# Consignes de l'exercice
**1)** Dans le texte sur les pays et les collectivités chefs de file, quels sont les principes directeurs auxquels la réussite des pays est subordonnée ? Énumérez-les tous.
**2)** Reprenez le texte sur les pays et les collectivités chefs de file à la suite de sa dernière phrase et poursuivez-le.

# Extrait du texte

Votre commission spéciale entend affirmer son attachement à
l'application du
principe de subsidiarité
dans le choix de la
collectivité qui sera choisie par la convention pour exercer cette
mission de coordination.
Elle a, par ailleurs, jugé nécessaire de
désigner dans
la loi
la collectivité qui sera, en principe, chef de file pour des
actions communes à la région et aux départements
.
Les parties à la convention auront néanmoins la faculté,
en fonction du contexte local, de désigner un autre chef de file.
Sauf stipulation contraire
, pour des actions communes à la
région et au département, la région sera la
collectivité chef de file des
actions d'intérêt
régional
, le département exerçant la même
mission pour le
développement local
et
la promotion des
solidarités réciproques
entre la ville et l'espace
rural.
D. MIEUX ADAPTER L'APPROCHE DES PAYS ET DES AGGLOMÉRATIONS AUX RÉALITÉS LOCALES
1. Confirmer les pays comme espaces de projets
Votre
commission spéciale entend réaffirmer un certain nombre de
principes directeurs
auxquels la réussite des pays est
subordonnée :
- le
rôle déterminant de l'initiative locale
dans la
réussite des projets de développement ;
- la nécessité de conserver une
très grande
souplesse à la réglementation
en la matière afin de
prendre en compte la diversité locale ;
- le pays doit être un
espace
pour la définition et la
mise en oeuvre d'un
projet de développement commun
à
plusieurs collectivités. Il ne saurait avoir pour finalité de
prendre en charge les compétences déjà assurées par
les structures existantes.

# Liste des données
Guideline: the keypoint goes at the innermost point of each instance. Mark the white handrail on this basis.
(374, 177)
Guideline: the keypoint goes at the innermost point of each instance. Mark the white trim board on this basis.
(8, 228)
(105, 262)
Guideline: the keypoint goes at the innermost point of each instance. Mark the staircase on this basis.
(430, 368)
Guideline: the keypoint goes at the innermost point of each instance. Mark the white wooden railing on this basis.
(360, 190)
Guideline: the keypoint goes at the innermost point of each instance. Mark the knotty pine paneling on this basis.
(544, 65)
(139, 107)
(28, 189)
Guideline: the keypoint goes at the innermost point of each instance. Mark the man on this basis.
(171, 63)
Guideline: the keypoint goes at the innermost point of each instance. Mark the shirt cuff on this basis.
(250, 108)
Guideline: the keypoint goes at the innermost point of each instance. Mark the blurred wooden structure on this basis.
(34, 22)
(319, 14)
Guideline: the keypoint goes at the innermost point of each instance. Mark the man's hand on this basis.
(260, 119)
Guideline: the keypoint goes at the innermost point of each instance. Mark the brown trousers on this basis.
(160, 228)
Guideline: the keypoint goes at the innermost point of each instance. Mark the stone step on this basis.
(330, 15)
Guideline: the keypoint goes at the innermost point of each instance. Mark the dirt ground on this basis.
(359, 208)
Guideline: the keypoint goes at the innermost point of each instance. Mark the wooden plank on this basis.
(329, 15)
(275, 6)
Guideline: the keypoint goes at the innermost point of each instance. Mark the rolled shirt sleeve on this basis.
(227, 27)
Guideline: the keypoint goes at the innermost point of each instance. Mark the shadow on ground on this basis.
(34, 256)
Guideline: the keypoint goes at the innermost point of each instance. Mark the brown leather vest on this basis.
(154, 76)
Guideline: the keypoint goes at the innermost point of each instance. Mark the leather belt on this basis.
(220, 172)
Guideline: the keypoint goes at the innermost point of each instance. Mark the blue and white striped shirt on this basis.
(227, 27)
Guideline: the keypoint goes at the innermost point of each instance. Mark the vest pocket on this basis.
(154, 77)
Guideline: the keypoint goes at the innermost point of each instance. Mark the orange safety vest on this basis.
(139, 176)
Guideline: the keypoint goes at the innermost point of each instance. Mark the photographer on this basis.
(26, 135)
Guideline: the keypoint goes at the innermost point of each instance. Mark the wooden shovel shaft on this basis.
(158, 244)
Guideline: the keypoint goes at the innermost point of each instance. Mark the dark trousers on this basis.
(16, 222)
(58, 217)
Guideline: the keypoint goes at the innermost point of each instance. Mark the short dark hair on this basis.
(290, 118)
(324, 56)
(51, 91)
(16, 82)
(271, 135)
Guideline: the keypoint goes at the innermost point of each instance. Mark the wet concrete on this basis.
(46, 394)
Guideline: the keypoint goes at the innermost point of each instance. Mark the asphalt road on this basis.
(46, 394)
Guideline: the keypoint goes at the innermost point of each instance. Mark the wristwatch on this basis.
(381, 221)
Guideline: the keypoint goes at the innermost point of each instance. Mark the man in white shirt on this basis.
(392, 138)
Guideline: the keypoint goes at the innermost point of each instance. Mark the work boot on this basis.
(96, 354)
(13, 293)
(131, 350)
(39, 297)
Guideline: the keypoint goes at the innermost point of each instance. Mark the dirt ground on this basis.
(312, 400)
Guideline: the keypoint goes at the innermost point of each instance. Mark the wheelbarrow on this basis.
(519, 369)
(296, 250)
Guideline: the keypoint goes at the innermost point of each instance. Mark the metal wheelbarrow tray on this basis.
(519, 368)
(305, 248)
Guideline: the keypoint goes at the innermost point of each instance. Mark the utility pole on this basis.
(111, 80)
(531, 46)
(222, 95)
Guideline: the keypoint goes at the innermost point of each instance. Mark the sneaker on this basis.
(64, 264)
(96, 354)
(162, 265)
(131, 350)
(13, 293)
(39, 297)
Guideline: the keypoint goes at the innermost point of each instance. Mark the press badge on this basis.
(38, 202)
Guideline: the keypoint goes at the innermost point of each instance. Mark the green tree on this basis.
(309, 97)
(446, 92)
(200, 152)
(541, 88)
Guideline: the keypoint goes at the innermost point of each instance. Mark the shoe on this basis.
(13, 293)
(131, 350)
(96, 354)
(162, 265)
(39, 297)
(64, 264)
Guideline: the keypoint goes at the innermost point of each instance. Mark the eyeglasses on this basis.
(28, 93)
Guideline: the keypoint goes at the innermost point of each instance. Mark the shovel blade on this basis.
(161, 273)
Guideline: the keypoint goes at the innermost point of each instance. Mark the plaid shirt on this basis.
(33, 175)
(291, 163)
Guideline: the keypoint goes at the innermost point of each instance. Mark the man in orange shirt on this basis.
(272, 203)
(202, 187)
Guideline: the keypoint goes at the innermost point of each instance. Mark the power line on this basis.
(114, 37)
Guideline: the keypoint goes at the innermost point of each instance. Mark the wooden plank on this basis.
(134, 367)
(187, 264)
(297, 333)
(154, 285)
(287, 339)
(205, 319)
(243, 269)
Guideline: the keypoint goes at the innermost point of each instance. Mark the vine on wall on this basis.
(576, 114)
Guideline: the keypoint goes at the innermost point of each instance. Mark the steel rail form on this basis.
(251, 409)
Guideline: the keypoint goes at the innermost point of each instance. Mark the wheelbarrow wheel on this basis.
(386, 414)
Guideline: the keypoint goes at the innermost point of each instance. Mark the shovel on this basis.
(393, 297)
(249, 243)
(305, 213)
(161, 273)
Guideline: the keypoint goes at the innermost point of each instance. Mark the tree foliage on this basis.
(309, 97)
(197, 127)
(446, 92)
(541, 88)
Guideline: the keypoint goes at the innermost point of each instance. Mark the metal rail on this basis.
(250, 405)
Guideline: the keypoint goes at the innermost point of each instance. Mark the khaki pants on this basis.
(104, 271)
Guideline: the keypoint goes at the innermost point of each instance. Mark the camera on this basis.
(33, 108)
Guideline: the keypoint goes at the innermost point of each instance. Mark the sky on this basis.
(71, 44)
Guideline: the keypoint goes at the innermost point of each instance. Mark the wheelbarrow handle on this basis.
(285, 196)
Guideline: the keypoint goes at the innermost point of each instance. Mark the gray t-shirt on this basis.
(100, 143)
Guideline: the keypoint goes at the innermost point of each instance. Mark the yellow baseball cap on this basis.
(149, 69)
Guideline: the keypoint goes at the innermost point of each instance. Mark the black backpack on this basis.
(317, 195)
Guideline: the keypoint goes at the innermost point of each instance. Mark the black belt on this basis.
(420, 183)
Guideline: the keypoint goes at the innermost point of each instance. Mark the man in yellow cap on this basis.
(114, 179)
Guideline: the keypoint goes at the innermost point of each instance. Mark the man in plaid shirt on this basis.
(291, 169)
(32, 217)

==

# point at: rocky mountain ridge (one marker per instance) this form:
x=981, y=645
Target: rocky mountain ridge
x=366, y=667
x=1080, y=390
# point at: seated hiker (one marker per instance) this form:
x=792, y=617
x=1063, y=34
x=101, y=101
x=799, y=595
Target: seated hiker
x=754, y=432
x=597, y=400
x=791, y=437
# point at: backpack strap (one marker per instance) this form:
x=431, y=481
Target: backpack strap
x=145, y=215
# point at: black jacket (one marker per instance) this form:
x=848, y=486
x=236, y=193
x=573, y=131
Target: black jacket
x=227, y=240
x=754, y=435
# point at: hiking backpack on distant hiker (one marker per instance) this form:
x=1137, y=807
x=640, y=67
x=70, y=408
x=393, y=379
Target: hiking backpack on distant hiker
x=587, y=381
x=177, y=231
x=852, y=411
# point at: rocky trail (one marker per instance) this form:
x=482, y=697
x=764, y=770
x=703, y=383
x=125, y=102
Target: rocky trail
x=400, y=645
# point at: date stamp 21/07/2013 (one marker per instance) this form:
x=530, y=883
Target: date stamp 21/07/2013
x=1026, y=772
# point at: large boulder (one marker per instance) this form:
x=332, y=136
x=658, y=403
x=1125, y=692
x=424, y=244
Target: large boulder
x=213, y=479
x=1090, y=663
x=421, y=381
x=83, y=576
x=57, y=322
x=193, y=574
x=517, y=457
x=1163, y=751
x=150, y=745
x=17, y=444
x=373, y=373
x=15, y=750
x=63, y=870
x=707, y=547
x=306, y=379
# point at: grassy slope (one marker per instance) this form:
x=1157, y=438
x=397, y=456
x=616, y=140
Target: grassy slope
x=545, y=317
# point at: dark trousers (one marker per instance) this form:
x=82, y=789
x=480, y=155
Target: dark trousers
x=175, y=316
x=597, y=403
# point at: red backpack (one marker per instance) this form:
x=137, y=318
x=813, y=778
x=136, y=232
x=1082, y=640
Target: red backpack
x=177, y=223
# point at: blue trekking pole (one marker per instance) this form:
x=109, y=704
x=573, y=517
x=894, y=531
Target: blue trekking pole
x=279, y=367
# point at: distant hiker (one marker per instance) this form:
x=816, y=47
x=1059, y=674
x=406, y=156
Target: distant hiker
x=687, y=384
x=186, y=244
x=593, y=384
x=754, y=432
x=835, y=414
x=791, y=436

# Réponses rédigées
**1)**
- Le rôle déterminant de l'initiative locale dans la réussite des projets de développement.
- La nécessité de conserver une très grande souplesse à la réglementation en la matière afin de prendre en compte la diversité locale.
- Le pays doit être un espace pour la définition et la mise en œuvre d'un projet de développement commun à plusieurs collectivités, sans avoir pour finalité de prendre en charge les compétences déjà assurées par les structures existantes.

**2)**
Elle vous soumettra, en conséquence, une nouvelle rédaction de
l'article 19 qui a pour objet de :
- rétablir une
procédure de constatation
des pays qui
paraît préférable à la procédure très
lourde de reconnaissance prévue par le projet de loi. La
procédure de constatation associerait le département ainsi que le
président du conseil régional pour avis ;
- prévoir l'association
des milieux économiques et
sociaux
à l'élaboration de la charte du pays ;
- mieux souligner que la charte du pays est l'expression d'une
communauté d'intérêts économiques et sociaux ainsi
que le cas échéant des solidarités entre la ville et
l'espace rural (formulation de la loi du 4 février 1995 qui avait
été prévue par le Sénat) ;
- supprimer le
conseil de développement
qui
ne
paraît pas conciliable avec la volonté affichée de ne pas
faire du pays une nouvelle structure se superposant aux structures
existantes ;
- supprimer la formule du
groupement d'intérêt public
lors de la conclusion du contrat particulier au contrat de plan, le recours aux
formules intercommunales classiques ou au syndicat mixte paraissant mieux
adaptées et de nature à assurer une indispensable
sécurité juridique.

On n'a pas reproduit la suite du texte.